Problem – Reproduce word for word everything in the abstract on Barberton Group cobbles from "Barberton Group (BG)" down to "and Gale crater.".

Passage for review –
......

2015 GSA Annual Meeting in Baltimore, Maryland, USA (1-4 November 2015)

Paper No. 234-3
Presentation Time: 2:15 PM

PHYSICAL WEATHERING FEATURES OF BARBERTON GROUP COBBLES AT MERIDIANI PLANUM, MARS: IMPLICATIONS FOR SURFACE RESIDENCE TIMES


ASHLEY, James W., Jet Propulsion Laboratory / California Institute of Technology, NASA, Mail Stop 183-301, 4800 Oak Grove Drive, Pasadena, CA 91109, GOLOMBEK, M.P., Jet Propulsion Laboratory, California Institute of Technology, Pasadena, CA 91109 and SCHROEDER, Christian, Biological and Environmental Sciences, University of Stirling, School of Natural Sciences, Stirling, FK9 4LA, United Kingdom, james.w.ashley@jpl.nasa.gov

Barberton Group (BG) cobbles investigated by the Opportunity rover at Meridiani Planum are considered stony/stony-iron meteorite candidates, containing either one or both of
 kamacite or troilite, and other
 ferrous and ferric iron phases [1, 2]. The ferric
 iron is likely a product of aqueous 
alteration of these minerals, lending importance to this group of rocks for helping to constrain Late Amazonian chemical weathering rates in the region [3]. BG group members Barberton, Santa Catarina, Santorini, and Kasos were examined at locations along the Opportunity traverse separated by nearly 10 kilometers. The cobbles represent a separate category from the iron meteorites discovered at Meridiani Planum, Gusev crater, and Gale crater.

......

Raw data –
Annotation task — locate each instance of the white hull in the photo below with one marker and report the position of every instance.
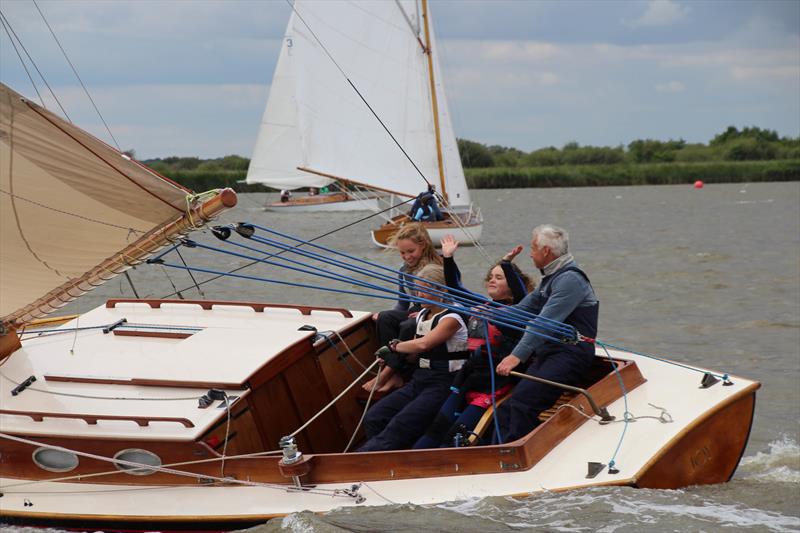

......

Result of this exercise –
Barberton Group (BG) cobbles investigated by the Opportunity rover at Meridiani Planum are considered stony/stony-iron meteorite candidates, containing either one or both of
 kamacite or troilite, and other
 ferrous and ferric iron phases [1, 2]. The ferric
 iron is likely a product of aqueous 
alteration of these minerals, lending importance to this group of rocks for helping to constrain Late Amazonian chemical weathering rates in the region [3]. BG group members Barberton, Santa Catarina, Santorini, and Kasos were examined at locations along the Opportunity traverse separated by nearly 10 kilometers. The cobbles represent a separate category from the iron meteorites discovered at Meridiani Planum, Gusev crater, and Gale crater.